STATED EXERCISE: Show each line from the listing below that contains the word "wall", copying every such line unchanged.

== SUPPLIED ENTRIES ==

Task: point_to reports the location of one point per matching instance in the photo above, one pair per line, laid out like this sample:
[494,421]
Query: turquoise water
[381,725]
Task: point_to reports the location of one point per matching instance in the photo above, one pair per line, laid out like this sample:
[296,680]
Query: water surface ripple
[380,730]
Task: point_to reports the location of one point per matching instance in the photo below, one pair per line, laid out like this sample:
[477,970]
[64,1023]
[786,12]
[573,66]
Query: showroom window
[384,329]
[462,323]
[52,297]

===
== SUPPLIED ENTRIES ==

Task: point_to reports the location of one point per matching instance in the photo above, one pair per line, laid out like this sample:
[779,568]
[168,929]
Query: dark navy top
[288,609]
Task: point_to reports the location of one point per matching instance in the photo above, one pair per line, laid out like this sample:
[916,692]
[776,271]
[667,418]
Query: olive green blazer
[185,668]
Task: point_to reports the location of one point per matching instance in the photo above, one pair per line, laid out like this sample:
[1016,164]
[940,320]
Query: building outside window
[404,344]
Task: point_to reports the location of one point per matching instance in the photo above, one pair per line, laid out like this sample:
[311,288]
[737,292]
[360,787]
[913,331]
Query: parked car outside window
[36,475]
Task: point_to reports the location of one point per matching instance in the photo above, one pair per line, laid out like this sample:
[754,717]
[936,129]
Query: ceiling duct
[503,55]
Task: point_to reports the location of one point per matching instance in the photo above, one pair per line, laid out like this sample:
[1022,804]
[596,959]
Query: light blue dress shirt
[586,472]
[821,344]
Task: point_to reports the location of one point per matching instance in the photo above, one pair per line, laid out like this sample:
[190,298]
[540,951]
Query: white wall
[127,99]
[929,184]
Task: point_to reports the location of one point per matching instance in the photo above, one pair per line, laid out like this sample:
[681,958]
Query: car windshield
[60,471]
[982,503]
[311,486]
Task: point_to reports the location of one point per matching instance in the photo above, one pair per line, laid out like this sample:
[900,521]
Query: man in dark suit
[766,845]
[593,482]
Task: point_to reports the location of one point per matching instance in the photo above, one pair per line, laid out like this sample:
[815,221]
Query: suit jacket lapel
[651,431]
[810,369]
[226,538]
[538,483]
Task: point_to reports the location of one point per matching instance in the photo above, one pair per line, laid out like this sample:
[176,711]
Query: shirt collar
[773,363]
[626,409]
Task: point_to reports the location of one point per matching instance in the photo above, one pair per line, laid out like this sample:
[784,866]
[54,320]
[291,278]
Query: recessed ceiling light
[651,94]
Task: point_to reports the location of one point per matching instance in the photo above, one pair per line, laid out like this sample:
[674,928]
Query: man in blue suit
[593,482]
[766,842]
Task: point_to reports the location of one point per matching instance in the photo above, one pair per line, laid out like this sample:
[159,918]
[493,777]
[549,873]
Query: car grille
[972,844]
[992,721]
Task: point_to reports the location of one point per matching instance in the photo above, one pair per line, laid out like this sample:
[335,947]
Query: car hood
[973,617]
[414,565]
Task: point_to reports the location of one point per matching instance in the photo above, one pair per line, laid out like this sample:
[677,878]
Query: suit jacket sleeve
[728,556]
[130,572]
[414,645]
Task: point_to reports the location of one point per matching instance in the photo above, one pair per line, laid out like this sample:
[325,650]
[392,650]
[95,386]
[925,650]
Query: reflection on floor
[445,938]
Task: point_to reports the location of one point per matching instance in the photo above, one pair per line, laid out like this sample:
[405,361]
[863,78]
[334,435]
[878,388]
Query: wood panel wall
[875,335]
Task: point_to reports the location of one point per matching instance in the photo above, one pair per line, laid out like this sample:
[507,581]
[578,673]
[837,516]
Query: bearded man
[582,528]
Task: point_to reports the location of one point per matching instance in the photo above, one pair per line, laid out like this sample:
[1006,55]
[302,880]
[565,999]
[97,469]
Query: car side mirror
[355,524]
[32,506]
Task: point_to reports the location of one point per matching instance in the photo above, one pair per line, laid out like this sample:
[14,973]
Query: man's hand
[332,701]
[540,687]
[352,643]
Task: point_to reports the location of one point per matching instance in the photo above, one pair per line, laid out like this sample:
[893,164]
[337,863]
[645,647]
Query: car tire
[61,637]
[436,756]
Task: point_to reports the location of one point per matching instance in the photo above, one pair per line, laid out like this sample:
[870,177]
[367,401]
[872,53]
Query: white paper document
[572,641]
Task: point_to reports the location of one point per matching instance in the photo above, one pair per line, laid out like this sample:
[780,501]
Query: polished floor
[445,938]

===

REPLY:
Query: white wall
Query: wood panel wall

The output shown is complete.